BEGIN Record excerpts

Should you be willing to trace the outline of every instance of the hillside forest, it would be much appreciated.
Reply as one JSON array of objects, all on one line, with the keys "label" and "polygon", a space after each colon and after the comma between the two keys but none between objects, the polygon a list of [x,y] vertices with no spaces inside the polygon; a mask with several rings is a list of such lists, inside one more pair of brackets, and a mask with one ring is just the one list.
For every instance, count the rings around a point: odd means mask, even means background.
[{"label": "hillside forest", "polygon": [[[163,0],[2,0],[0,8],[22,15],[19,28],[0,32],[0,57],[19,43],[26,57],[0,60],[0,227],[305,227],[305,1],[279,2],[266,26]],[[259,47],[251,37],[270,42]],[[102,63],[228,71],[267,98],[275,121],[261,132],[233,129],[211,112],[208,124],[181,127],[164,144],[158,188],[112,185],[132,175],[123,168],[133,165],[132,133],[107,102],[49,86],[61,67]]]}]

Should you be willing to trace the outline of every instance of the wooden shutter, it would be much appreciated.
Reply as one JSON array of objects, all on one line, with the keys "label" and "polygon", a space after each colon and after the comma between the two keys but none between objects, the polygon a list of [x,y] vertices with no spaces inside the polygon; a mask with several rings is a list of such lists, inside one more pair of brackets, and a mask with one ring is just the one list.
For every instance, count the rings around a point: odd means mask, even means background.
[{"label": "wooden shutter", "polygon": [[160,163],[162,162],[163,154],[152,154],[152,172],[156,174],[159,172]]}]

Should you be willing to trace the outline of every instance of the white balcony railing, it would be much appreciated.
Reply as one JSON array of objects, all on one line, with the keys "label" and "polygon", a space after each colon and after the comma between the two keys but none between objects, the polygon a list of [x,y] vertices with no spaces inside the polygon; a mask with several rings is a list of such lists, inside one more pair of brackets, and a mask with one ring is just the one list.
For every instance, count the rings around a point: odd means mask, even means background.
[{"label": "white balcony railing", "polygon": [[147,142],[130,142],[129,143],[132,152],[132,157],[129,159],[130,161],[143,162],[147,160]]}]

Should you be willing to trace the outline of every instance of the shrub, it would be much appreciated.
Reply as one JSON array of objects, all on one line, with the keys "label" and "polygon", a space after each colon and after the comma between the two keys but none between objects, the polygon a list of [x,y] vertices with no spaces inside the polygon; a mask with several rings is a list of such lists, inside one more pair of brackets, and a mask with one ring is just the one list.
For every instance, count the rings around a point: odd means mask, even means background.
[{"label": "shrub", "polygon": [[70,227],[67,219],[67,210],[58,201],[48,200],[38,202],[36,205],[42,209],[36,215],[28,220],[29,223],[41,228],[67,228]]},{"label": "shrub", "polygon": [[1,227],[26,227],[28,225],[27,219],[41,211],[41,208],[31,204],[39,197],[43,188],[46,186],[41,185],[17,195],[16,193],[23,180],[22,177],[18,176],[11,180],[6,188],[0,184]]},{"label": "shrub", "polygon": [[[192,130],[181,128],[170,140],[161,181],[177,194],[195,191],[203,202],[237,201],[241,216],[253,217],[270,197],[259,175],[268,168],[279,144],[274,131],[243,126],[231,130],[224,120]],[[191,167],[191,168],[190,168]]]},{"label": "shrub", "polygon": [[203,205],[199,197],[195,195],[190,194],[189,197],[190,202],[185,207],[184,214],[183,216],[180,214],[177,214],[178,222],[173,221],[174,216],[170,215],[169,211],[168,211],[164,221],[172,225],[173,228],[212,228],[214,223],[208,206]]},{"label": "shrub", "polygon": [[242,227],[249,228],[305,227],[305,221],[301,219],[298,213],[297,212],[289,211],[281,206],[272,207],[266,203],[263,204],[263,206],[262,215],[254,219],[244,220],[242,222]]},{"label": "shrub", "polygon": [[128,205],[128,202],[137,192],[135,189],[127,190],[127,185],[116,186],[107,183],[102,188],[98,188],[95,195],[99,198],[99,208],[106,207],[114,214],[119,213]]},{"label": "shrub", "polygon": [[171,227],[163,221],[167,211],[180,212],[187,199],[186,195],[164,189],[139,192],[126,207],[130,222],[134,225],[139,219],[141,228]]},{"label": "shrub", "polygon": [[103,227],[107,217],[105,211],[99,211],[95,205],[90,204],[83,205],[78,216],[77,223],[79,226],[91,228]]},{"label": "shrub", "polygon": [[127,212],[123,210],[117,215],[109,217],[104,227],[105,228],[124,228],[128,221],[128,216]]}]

END Record excerpts

[Goal of the exercise]
Transcribe the entire listing above precisely.

[Completed exercise]
Should you be willing to trace the outline of every instance of the hillside forest, it would be much appreciated.
Reply as one JSON array of objects, all on one line, with the keys "label" and "polygon", a space after each colon and after the comma between the two keys but none between objects, the polygon a list of [x,y] vertices with no spaces inside the polygon; a mask with several rings is a list of such lists, inside one more pair of brackets, and a mask with one ring is just the one list.
For every instance, count the rings around a point: odd means mask, even means background.
[{"label": "hillside forest", "polygon": [[[163,0],[2,0],[0,8],[22,15],[19,28],[0,32],[0,57],[19,43],[26,57],[0,60],[0,227],[305,227],[305,1],[279,2],[266,26]],[[259,47],[251,37],[270,42]],[[102,63],[228,71],[267,98],[275,121],[261,132],[233,129],[211,112],[208,124],[181,127],[164,144],[158,188],[112,185],[132,175],[123,168],[133,165],[132,133],[107,102],[49,86],[61,67]]]}]

Should you be willing to trace the outline of every instance of the wooden shutter, it would be much appreciated.
Reply as one JSON array of objects, all on one line, with the keys "label" and "polygon", a space after each colon and after the comma between the two keys but none between objects, the polygon a list of [x,y] vertices with no spaces inside the polygon; a mask with several rings is a list of such lists, inside one more pair of brackets, and a mask with one ring is just the one list.
For every instance, count the rings around a point: odd means mask, even means background.
[{"label": "wooden shutter", "polygon": [[160,163],[162,162],[163,154],[152,154],[152,172],[156,174],[159,172]]}]

Should you be willing to trace the outline of every instance of the white balcony railing, it would be much appreciated.
Reply as one JSON array of objects, all on one line, with the keys "label" and "polygon", a space after each colon and after the comma between the two keys but none between objects, the polygon a list of [x,y] vertices with no spaces inside the polygon; a mask with several rings is a list of such lists, inside one more pair of brackets, and a mask with one ring is just the one list.
For every instance, count the rings around a point: odd means mask, even means background.
[{"label": "white balcony railing", "polygon": [[147,142],[130,142],[129,143],[132,152],[132,157],[129,159],[130,161],[143,162],[147,160]]}]

Should you be willing to trace the outline of every instance of the shrub, it would be much appreciated.
Reply as one JSON array of objects, all on one line, with the keys "label" and "polygon", a space after each colon and after the comma between the two keys but none between objects, the polygon a list of [x,y] vertices with no spaces inside the polygon; a mask with several rings is a list of such lists, inside one more pair of brackets, and a mask with one ring is just the one list.
For every instance, count the rings around a point: odd means mask, even means background.
[{"label": "shrub", "polygon": [[70,227],[67,219],[67,210],[58,201],[48,200],[38,202],[36,205],[42,209],[36,215],[28,220],[29,223],[41,228],[67,228]]},{"label": "shrub", "polygon": [[1,227],[26,227],[28,225],[27,219],[41,211],[41,208],[31,204],[39,197],[43,188],[46,186],[41,185],[17,195],[16,193],[23,180],[22,177],[18,176],[11,180],[6,188],[0,184]]},{"label": "shrub", "polygon": [[[192,130],[181,128],[170,140],[161,181],[177,194],[195,191],[203,202],[237,201],[241,216],[253,217],[270,197],[259,175],[268,168],[279,144],[274,131],[243,126],[231,130],[224,120]],[[191,167],[191,168],[190,168]]]},{"label": "shrub", "polygon": [[203,205],[199,197],[195,195],[190,194],[189,197],[190,202],[185,207],[184,214],[183,216],[180,214],[177,214],[178,222],[173,221],[174,216],[170,215],[169,211],[168,211],[164,221],[172,225],[173,228],[212,228],[214,223],[208,206]]},{"label": "shrub", "polygon": [[242,227],[249,228],[305,227],[305,221],[301,219],[298,213],[297,212],[289,211],[281,206],[272,207],[266,203],[263,204],[263,206],[262,215],[254,219],[244,220],[242,222]]},{"label": "shrub", "polygon": [[128,205],[128,202],[137,192],[135,189],[127,190],[127,185],[116,186],[107,183],[102,188],[98,188],[95,195],[99,198],[99,208],[106,207],[114,214],[119,213]]},{"label": "shrub", "polygon": [[171,227],[163,221],[167,211],[180,212],[187,199],[186,195],[164,189],[139,192],[126,207],[130,222],[134,225],[139,219],[141,228]]},{"label": "shrub", "polygon": [[103,227],[107,217],[105,211],[99,211],[95,205],[90,204],[83,205],[78,216],[77,223],[79,226],[91,228]]},{"label": "shrub", "polygon": [[127,212],[123,210],[117,215],[109,217],[104,227],[105,228],[124,228],[128,221],[128,216]]}]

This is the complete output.